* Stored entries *
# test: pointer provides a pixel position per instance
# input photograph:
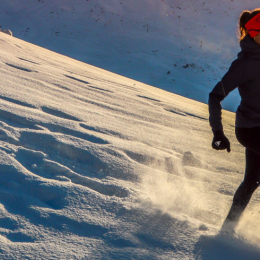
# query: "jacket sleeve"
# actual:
(232, 79)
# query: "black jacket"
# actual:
(243, 73)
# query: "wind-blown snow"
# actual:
(184, 47)
(97, 166)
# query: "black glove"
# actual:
(220, 141)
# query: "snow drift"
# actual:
(97, 166)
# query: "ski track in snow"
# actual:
(97, 166)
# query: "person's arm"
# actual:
(231, 80)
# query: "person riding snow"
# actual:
(243, 73)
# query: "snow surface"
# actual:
(184, 47)
(94, 165)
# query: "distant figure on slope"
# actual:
(243, 73)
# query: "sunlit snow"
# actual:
(98, 166)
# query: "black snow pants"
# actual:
(249, 138)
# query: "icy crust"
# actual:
(97, 166)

* Task to carry out *
Rename every "actual" in the records to "expected" and keep all other text unchanged. Leave out the pictures.

* Answer to the exercise *
# test: pointer provides a pixel position per instance
# input photograph:
# query: "jacket sleeve"
# expected:
(232, 79)
# query: "black jacket"
# expected:
(243, 73)
# query: "wind-blown snow"
# expected:
(184, 47)
(97, 166)
# query: "black glove"
# expected:
(220, 141)
# query: "snow drift"
# expected:
(97, 166)
# query: "ski track in snow"
# expected:
(97, 166)
# query: "person's arm"
# expected:
(231, 80)
# query: "person riding snow"
# expected:
(243, 73)
# query: "snow surface"
# expected:
(184, 47)
(94, 165)
# query: "distant figure on slope"
# expected:
(243, 73)
# query: "sunlit snow"
# expected:
(98, 166)
# query: "black snow pants"
# expected:
(249, 138)
# query: "icy crust"
# expected:
(97, 166)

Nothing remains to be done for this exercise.